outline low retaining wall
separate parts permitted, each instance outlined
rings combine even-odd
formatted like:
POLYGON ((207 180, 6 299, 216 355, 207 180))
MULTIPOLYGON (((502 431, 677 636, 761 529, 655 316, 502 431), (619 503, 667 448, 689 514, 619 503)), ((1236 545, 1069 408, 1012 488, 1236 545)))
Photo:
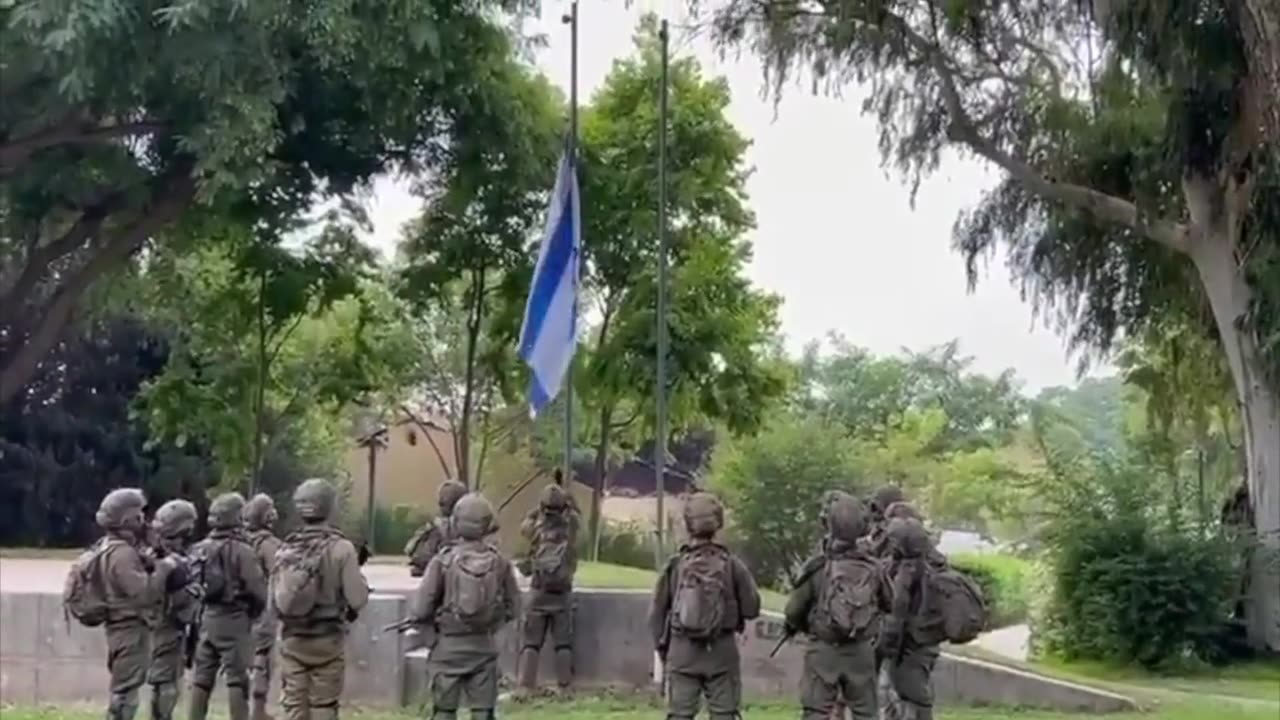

Exercise -> Extract every text line from the records above without any change, and leave the pictures out of your answer.

Output of the task ->
outline low retaining wall
separate parts permitted, each instance outlined
rings combine even-odd
formatted like:
POLYGON ((207 180, 6 299, 216 355, 207 180))
MULTIPOLYGON (((502 431, 677 636, 761 529, 655 316, 502 431), (619 503, 667 448, 689 514, 619 503)), ((1236 545, 1069 408, 1012 488, 1236 545)))
Photo:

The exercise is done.